## Exercise input
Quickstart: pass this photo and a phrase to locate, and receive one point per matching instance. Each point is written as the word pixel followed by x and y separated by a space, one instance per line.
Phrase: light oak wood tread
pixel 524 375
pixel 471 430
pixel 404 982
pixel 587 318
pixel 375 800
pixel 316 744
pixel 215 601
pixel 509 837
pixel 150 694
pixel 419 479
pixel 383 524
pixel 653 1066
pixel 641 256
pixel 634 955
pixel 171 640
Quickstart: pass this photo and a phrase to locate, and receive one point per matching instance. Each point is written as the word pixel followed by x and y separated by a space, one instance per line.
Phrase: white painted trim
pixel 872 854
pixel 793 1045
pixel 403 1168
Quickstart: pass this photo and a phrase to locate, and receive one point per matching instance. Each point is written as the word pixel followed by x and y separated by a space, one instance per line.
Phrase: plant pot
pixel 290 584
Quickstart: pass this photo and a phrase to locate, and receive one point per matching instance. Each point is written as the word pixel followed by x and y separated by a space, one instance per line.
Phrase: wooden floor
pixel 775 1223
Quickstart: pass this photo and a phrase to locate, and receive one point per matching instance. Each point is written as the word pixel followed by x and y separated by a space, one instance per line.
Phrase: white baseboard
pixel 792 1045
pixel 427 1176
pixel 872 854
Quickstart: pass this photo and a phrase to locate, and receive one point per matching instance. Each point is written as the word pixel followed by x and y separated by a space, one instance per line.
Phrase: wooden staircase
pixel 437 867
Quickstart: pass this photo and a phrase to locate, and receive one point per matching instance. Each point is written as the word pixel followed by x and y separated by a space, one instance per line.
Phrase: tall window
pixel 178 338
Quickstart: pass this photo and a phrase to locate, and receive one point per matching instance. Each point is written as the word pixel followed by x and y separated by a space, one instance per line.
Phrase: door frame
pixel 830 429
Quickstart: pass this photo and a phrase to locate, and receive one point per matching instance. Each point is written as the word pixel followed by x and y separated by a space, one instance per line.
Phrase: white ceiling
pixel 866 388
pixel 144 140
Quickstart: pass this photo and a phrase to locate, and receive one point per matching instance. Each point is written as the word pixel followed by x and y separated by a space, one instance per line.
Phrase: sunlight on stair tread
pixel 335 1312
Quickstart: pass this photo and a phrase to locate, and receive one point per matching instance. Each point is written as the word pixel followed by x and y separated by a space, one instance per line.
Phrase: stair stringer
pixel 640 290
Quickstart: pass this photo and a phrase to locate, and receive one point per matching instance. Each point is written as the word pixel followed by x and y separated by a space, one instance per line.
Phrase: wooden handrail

## Short problem
Write out the listing word for word, starting at its first line and ending at the line containing "pixel 471 430", with both of those lines included.

## Finished answer
Quickstart: pass this photo and a phrase to locate, and receive one point per matching instance. Each point is written as the word pixel followed by x and y separated by a space, one instance per line.
Phrase: light oak wood tread
pixel 524 375
pixel 471 430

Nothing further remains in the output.